--- Begin TASK INPUT ---

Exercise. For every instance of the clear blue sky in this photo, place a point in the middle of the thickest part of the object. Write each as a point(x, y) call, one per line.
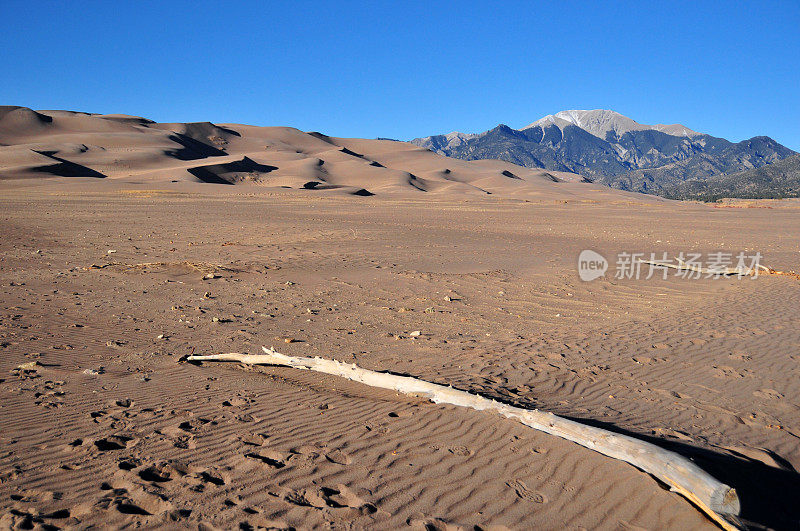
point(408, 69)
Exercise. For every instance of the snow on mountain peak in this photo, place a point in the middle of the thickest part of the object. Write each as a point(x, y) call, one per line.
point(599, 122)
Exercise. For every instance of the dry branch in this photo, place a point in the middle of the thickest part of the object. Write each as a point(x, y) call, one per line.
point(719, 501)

--- End TASK INPUT ---
--- Begin TASK INPUT ---

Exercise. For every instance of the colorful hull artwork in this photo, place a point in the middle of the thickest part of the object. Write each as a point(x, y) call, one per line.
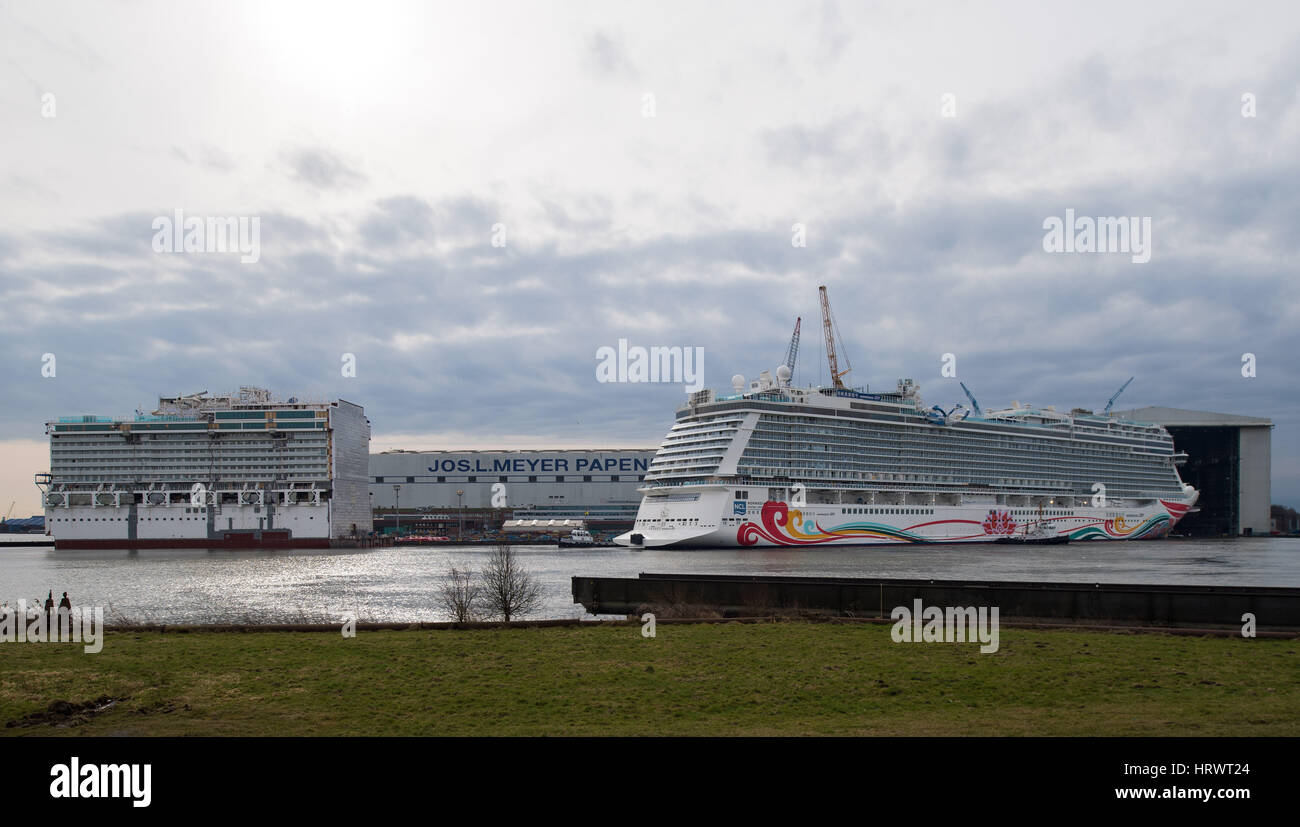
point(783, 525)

--- End TASK INPUT ---
--- Begin TASK INPUT ---

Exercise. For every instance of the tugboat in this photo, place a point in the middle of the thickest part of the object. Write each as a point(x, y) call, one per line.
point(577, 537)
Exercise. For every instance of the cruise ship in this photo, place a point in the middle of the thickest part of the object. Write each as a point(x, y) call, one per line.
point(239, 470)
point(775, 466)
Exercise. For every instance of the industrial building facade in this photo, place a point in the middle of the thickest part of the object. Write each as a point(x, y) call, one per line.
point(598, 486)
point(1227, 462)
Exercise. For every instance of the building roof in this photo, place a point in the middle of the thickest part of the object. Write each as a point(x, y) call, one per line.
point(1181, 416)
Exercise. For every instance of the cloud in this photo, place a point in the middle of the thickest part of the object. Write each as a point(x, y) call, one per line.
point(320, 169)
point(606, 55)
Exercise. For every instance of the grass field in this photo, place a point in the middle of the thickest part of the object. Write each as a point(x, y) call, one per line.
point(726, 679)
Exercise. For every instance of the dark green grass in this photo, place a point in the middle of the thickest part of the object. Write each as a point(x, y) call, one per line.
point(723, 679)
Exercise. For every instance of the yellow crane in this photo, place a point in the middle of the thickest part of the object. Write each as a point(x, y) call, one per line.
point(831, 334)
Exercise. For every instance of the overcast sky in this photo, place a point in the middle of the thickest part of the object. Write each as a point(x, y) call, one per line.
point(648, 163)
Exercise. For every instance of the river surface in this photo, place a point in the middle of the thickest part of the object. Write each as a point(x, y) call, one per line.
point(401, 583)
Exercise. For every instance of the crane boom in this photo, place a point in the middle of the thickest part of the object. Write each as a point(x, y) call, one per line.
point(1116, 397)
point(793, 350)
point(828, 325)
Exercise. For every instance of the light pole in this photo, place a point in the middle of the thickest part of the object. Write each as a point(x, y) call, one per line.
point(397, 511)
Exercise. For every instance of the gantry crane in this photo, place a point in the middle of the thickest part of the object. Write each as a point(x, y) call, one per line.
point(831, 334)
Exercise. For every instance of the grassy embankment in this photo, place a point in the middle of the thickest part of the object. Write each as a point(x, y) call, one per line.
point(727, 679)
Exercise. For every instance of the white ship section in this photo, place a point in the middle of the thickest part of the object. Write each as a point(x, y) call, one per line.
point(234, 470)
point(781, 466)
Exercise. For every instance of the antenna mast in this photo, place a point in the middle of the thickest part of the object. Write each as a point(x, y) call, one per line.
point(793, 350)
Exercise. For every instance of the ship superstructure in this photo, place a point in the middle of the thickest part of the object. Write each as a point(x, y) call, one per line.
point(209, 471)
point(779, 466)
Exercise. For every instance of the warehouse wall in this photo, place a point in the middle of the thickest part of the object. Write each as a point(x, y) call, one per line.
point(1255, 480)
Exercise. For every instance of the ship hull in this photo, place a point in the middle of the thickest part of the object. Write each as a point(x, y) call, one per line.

--- End TASK INPUT ---

WHAT YOU NEED TO DO
Copy out the lines starting with the one that contains "Exercise. For every instance of the overcast" and going on through the one that contains "Exercise. For every instance of the ship hull", and swap "thickest" for "widest" wherever it appears. Leave everything else as it is.

ANSWER IN FULL
Exercise. For every instance of the overcast sky in this photo, place a point in the middle of the widest part of the object. Write each as a point(x, y) call, one per line.
point(648, 163)
Exercise. For every instance of the river surface in this photo, place a point in the middle of the widest part of the object. Write each as a point(x, y) call, one per line.
point(401, 583)
Exercise. For every instance of the crane boom in this photo, place a point in the middle of the widest part of the object. Write each as a point(x, y) call, one per line.
point(1116, 397)
point(793, 350)
point(828, 325)
Exercise. For every instance of the light pole in this photo, place a point in the middle of the widest part of the object. Write each as a point(x, y) call, one per line.
point(397, 511)
Exercise. For every instance of the gantry crane in this photo, place a point in the middle of the widest part of the object. Write each as a point(x, y) call, one per line.
point(831, 334)
Exercise. For every instance of the grassy embankment in this photo, place a point in the middle of the widest part of the object. Write each as a point(x, y) call, one per line.
point(727, 679)
Exercise. For every instance of the white ship section in this photo, place a point in the middle of the widest part of the object. Write each as a point(x, y) call, one per line.
point(234, 470)
point(781, 466)
Exercise. For every instance of the antenna mast in this photo, place a point in the middle of the widest part of the object. Write each as a point(x, y) call, one per line.
point(793, 350)
Exercise. For every instance of the ship superstructure in this photo, place a point in the middle of the widest part of the object. Write each as a point(x, y) call, one per line.
point(209, 471)
point(779, 466)
Exercise. For every instance of the warehouse wall in this photo, place a point in the middle of the widest part of the object. Write each as a point(x, y) call, one per line.
point(1255, 480)
Exercise. For every instance of the ship hull in this photo, place a point in the middle of the widest part of the object. Write each as a point(x, y) call, one per line.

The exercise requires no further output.